• Task description
Reproduce every line of the listing below verbatim, leaving out the pictures.

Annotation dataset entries

"""

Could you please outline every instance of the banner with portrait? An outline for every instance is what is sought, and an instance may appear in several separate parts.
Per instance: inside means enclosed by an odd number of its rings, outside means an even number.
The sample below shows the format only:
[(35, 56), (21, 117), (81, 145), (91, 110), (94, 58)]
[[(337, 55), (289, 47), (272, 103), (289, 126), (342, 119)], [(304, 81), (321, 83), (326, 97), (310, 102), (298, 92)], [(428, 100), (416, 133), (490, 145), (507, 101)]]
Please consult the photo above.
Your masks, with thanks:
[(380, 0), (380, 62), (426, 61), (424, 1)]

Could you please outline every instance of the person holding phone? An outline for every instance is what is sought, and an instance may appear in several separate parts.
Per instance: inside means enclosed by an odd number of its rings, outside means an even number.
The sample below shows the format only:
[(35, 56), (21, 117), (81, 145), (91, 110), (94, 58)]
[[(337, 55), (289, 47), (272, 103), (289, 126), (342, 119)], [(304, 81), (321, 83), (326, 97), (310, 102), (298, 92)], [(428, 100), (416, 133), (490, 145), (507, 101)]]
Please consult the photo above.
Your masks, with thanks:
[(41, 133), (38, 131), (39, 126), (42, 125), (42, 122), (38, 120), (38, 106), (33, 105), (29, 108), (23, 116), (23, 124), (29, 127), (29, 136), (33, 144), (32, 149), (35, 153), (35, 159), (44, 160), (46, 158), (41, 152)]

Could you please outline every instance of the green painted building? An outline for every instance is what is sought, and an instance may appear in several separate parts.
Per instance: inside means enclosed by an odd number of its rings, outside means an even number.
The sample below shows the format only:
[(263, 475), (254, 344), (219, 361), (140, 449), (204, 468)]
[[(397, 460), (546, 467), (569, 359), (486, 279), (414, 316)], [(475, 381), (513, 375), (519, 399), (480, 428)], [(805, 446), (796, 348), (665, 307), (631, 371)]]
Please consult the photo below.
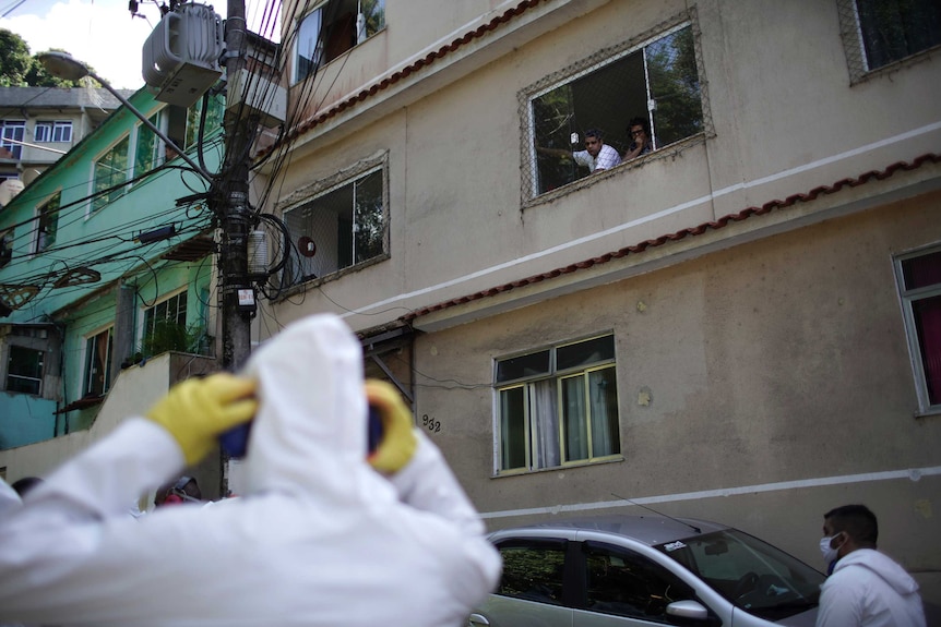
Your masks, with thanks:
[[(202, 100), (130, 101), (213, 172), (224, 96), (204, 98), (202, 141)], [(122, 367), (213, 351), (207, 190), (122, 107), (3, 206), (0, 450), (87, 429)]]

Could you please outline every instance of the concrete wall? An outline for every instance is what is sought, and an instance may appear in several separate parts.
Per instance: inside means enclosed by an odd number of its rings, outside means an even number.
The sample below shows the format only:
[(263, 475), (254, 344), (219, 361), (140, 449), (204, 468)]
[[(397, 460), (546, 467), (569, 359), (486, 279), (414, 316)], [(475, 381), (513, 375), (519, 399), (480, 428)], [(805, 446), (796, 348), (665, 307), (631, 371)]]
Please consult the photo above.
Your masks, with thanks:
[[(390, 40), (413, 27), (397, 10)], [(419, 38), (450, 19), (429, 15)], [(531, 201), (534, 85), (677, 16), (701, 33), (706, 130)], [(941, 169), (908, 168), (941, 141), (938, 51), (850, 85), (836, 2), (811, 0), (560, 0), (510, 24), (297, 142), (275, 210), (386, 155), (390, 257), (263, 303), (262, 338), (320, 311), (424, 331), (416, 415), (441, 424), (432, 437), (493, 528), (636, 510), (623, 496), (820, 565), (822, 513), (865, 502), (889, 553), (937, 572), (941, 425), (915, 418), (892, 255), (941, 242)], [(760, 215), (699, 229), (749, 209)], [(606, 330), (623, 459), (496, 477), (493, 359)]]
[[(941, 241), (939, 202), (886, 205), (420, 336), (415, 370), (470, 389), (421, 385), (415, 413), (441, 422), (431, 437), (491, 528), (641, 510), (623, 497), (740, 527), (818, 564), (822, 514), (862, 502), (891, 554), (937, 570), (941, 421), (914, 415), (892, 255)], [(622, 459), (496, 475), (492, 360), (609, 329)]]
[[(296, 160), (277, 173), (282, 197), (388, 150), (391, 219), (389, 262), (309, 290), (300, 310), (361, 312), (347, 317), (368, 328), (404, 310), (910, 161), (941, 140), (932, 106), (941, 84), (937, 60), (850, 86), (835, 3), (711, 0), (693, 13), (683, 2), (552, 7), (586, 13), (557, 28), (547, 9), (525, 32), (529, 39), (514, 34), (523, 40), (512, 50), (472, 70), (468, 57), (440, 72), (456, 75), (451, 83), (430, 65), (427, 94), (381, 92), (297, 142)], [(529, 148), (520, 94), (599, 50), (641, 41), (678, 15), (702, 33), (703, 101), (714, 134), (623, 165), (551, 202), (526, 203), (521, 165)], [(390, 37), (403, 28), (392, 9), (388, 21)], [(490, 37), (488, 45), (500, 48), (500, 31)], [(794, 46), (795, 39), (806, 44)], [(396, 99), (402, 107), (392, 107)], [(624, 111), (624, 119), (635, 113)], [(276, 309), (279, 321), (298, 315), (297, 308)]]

"""

• Complete response
Could you please outline every instance of the banner with portrait? An outline for every instance is what is sought, and an instance may appear in several separate parts.
Per instance: inside means enclosed by an odd number of its rings, outside means an even number.
The sample below shows the format only:
[(35, 56), (21, 117), (81, 145), (91, 110), (94, 58)]
[[(337, 55), (289, 47), (272, 103), (289, 126), (342, 119)], [(304, 81), (321, 83), (326, 97), (310, 102), (298, 92)], [(428, 100), (416, 133), (490, 145), (507, 101)]]
Please consult the photo above.
Your masks, with thanks:
[(380, 0), (380, 62), (426, 61), (424, 1)]

Could you please outline every instance of the person holding phone? An outline for every instance is what is sought, and an instance may appear in several separate parts.
Per instance: inside means enclosed by an odd number of its rings, outside means an even number.
The sample below shows the format only:
[(35, 56), (21, 117), (81, 145), (91, 110), (94, 58)]
[[(337, 55), (289, 47), (272, 103), (289, 126), (342, 119)], [(304, 81), (321, 83), (326, 97), (310, 102), (298, 92)], [(428, 100), (416, 133), (490, 145), (507, 101)]]
Please consult the photo above.
Your masks, with thanks:
[(41, 133), (38, 131), (39, 126), (42, 125), (42, 122), (38, 120), (38, 106), (33, 105), (29, 108), (23, 116), (23, 124), (29, 127), (29, 136), (33, 144), (32, 149), (35, 153), (35, 159), (44, 160), (46, 158), (41, 152)]

Could you please outline every instance of the green painted building? An outline for every instance is what is sought, and an instance may appear in several separate parts.
Per instance: inside means enclosed by an odd number of its rings, outside means an even number.
The sample below shows the format only:
[(263, 475), (254, 344), (219, 361), (140, 449), (204, 468)]
[[(397, 460), (546, 467), (569, 359), (486, 279), (414, 316)], [(475, 381), (513, 375), (519, 399), (480, 428)], [(805, 446), (796, 348), (665, 307), (631, 371)]]
Please consult the photo below.
Your masks, with thanks:
[[(202, 100), (130, 101), (213, 172), (224, 96), (204, 98), (202, 141)], [(122, 367), (213, 351), (207, 190), (122, 107), (3, 206), (0, 450), (87, 429)]]

Could you please outline every instance of the concrete wall? An outline for every instance is what is sought, and an instance may appear in several separate parts.
Per instance: inside means enclosed by an odd number of its rings, outside means an even number.
The sample below shows the format only:
[(263, 475), (254, 344), (219, 361), (140, 449), (204, 468)]
[[(397, 460), (546, 467), (569, 359), (486, 279), (414, 316)], [(475, 381), (513, 375), (519, 399), (480, 428)], [(805, 446), (796, 348), (665, 307), (631, 371)]]
Please consult the photo above.
Your masks, with thanks:
[[(390, 40), (413, 27), (397, 10)], [(419, 38), (450, 19), (429, 15)], [(531, 201), (534, 85), (677, 16), (701, 33), (706, 130)], [(941, 169), (908, 168), (941, 141), (938, 51), (850, 85), (836, 2), (811, 0), (560, 0), (510, 24), (297, 142), (275, 210), (386, 155), (390, 257), (263, 303), (262, 338), (320, 311), (424, 331), (416, 415), (441, 424), (432, 437), (493, 528), (636, 510), (623, 496), (820, 565), (822, 513), (865, 502), (889, 553), (937, 572), (941, 425), (915, 418), (892, 255), (941, 242)], [(760, 215), (699, 229), (749, 209)], [(606, 330), (623, 459), (496, 477), (493, 359)]]
[[(941, 241), (939, 202), (886, 205), (420, 336), (415, 370), (470, 389), (421, 385), (415, 413), (441, 422), (431, 437), (491, 528), (641, 510), (623, 497), (740, 527), (818, 564), (822, 514), (862, 502), (891, 554), (937, 570), (941, 421), (914, 415), (892, 255)], [(622, 459), (496, 475), (492, 360), (609, 329)]]
[[(296, 160), (277, 173), (282, 197), (388, 150), (391, 219), (389, 262), (309, 290), (300, 310), (361, 312), (347, 317), (368, 328), (404, 310), (910, 161), (941, 140), (932, 106), (941, 84), (937, 60), (850, 86), (835, 3), (711, 0), (693, 13), (683, 2), (552, 7), (586, 13), (557, 28), (547, 9), (525, 32), (529, 39), (514, 34), (523, 40), (512, 50), (472, 70), (468, 57), (440, 72), (456, 75), (451, 83), (430, 65), (427, 94), (381, 92), (297, 142)], [(529, 148), (520, 94), (599, 50), (641, 41), (678, 15), (702, 33), (703, 101), (714, 134), (623, 165), (551, 202), (526, 203), (521, 165)], [(390, 37), (403, 28), (392, 9), (388, 21)], [(490, 37), (488, 45), (500, 48), (500, 31)], [(794, 46), (795, 39), (806, 44)], [(396, 99), (402, 107), (392, 107)], [(624, 111), (624, 119), (635, 113)], [(276, 309), (279, 321), (298, 315), (297, 308)]]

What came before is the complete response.